[Point-per-instance localization data]
Segment Open

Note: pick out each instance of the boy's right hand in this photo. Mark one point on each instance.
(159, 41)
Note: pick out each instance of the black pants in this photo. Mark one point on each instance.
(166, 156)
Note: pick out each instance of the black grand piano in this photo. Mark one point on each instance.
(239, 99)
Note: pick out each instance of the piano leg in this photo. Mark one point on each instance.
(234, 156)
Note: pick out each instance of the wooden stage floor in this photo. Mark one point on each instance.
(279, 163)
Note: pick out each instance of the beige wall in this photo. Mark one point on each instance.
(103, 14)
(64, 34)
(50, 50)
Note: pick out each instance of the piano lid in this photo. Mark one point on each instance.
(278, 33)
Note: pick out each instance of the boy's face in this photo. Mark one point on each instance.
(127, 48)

Segment Closed

## Instructions for the task
Write the data back out verbatim.

## Task result
Note: pick out each instance of the boy's right hand in this photo. Mark one point on each instance.
(159, 41)
Note: pick out each instance of the black pants in this photo. Mark one point on each instance.
(166, 156)
Note: pick out each instance of the black grand piano in this photo. Mark one point on each instance.
(239, 99)
Note: pick out each instance of the piano leg in this photo. Mark one point on each instance.
(234, 156)
Note: pick out each instance of the wooden stage floor in this photo. Mark one point on each instance.
(279, 163)
Note: pick out each instance of the beige wall in this photo. Mark one point on each instance.
(103, 14)
(64, 34)
(50, 50)
Note: pick out each instance of the piano lid in this photo. Mark one point on each instance.
(278, 33)
Note: pick out each instance of the boy's face in this photo. Mark one point on each instance.
(127, 48)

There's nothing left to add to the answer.